** PROBLEM TO WORK ON **
Rewrite the lines below as a numbered list, leaving out any blank lines.

....................

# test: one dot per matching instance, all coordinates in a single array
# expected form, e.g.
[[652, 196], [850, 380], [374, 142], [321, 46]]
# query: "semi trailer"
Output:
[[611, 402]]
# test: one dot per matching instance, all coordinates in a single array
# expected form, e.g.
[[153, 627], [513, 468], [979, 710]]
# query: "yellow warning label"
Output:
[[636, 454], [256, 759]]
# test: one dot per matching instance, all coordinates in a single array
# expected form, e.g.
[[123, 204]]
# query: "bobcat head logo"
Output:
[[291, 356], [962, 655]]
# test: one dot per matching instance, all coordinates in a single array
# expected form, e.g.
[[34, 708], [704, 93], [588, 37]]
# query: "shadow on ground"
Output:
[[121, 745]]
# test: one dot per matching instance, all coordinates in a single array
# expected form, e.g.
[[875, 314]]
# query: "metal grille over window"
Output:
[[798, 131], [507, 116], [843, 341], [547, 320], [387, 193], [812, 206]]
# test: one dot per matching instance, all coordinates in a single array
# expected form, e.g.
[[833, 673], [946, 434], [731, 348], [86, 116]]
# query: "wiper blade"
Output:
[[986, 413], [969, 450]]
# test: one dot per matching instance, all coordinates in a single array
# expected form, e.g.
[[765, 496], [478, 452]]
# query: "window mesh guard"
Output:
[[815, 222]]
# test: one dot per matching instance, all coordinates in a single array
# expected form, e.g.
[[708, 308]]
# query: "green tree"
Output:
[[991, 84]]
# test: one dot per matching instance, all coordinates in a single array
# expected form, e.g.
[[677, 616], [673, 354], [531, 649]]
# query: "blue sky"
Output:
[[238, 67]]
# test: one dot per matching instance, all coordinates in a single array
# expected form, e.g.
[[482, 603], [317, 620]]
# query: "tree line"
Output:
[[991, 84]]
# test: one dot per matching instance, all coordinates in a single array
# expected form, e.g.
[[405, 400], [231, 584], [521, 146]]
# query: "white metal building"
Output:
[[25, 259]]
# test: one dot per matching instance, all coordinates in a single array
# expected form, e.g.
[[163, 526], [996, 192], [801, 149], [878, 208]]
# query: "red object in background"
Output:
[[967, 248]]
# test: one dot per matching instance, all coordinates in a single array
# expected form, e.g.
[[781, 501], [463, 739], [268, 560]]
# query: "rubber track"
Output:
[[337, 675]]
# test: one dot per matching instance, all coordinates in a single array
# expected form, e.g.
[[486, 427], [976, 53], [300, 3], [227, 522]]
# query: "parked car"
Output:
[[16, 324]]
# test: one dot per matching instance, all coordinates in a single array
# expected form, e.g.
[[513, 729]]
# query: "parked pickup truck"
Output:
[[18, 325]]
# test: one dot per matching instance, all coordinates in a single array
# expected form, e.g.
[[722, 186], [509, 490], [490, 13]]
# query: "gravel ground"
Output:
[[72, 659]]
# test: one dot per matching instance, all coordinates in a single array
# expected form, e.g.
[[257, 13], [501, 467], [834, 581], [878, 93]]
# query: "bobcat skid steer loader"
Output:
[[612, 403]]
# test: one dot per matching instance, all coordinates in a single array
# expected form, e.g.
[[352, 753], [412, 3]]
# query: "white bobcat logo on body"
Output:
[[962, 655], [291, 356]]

....................

** COMPLETED EXERCISE **
1. # test: one dot per matching instance, all coordinates in a single array
2. # expected form, e.g.
3. [[652, 196], [850, 380], [374, 142], [321, 46]]
4. # query: "semi trailer"
5. Output:
6. [[611, 402]]
7. # test: one dot per matching instance, all coordinates in a single array
8. # expected form, e.g.
9. [[153, 627], [513, 468], [979, 710]]
10. # query: "yellow warning label"
11. Output:
12. [[636, 454], [256, 759]]
13. # test: one dot per matching instance, all coordinates in a single array
14. # expected form, e.g.
15. [[123, 204]]
16. # query: "bobcat head logo"
17. Output:
18. [[291, 356], [962, 655]]
19. # test: one dot per matching instance, all coordinates in a single array
20. # expected form, e.g.
21. [[34, 708], [704, 93], [588, 37]]
22. # query: "shadow on ground"
23. Output:
24. [[121, 745]]
25. # test: one dot per matching instance, all coordinates in a single array
26. # expected form, e.g.
27. [[875, 314]]
28. # query: "metal grille over window"
29. Output:
30. [[798, 131], [507, 116], [843, 341], [547, 320], [387, 193], [812, 206]]
31. # test: one dot per matching instance, all coordinates in a single array
32. # expected form, e.g.
33. [[833, 673], [946, 434], [731, 348], [86, 116]]
34. # query: "wiper blade"
35. Output:
36. [[986, 413], [969, 450]]
37. # test: one dot per matching instance, all coordinates in a single array
38. # expected form, e.g.
39. [[765, 496], [478, 452]]
40. # query: "window mesh guard"
41. Output:
42. [[815, 222]]
43. # test: one dot per matching instance, all coordinates in a single array
44. # expected form, e.g.
45. [[708, 308]]
46. # query: "green tree"
47. Output:
48. [[991, 84]]
49. # test: one dot per matching instance, all coordinates in a single array
50. # expected form, e.g.
51. [[677, 616], [673, 354], [531, 649]]
52. # query: "blue sky"
53. Output:
54. [[238, 67]]
55. # test: one dot per matching instance, all coordinates in a single array
56. # expected form, e.g.
57. [[482, 603], [317, 620]]
58. # query: "tree line"
59. Output:
60. [[991, 84]]
61. # test: one dot per matching instance, all coordinates in a single array
62. # expected form, e.g.
63. [[405, 400], [231, 584], [521, 146]]
64. # query: "white metal building"
65. Output:
66. [[25, 259]]
67. # test: one dot per matching instance, all coordinates in a single array
68. # expected form, e.g.
69. [[163, 526], [996, 192], [801, 149], [878, 208]]
70. # query: "red object in background"
71. Output:
72. [[967, 248]]
73. # test: one dot per matching instance, all coordinates in a single array
74. # expected form, e.g.
75. [[781, 501], [463, 739], [268, 560]]
76. # query: "rubber track"
77. Output:
78. [[337, 675]]
79. # test: one dot per matching instance, all coordinates in a single array
80. # expected form, e.g.
81. [[486, 427], [976, 53], [300, 3], [227, 522]]
82. # query: "parked car"
83. Output:
84. [[16, 324]]
85. # test: one dot per matching instance, all coordinates in a single array
86. # expected form, e.g.
87. [[513, 729]]
88. # query: "parked pickup truck"
89. Output:
90. [[18, 325]]
91. # test: one dot per matching instance, all coordinates in a single array
92. # expected form, e.g.
93. [[722, 186], [509, 490], [490, 13]]
94. # query: "gravel ground"
95. Output:
96. [[72, 659]]
97. # test: one dot per matching instance, all coordinates in a single array
98. # expected form, e.g.
99. [[257, 13], [501, 467], [834, 581], [878, 93]]
100. # query: "bobcat skid steer loader"
101. Output:
102. [[612, 403]]
103. # test: one dot per matching instance, all coordinates in a single array
104. # expected form, e.g.
105. [[352, 753], [412, 3]]
106. # query: "white bobcat logo on body"
107. Output:
108. [[962, 655], [291, 356]]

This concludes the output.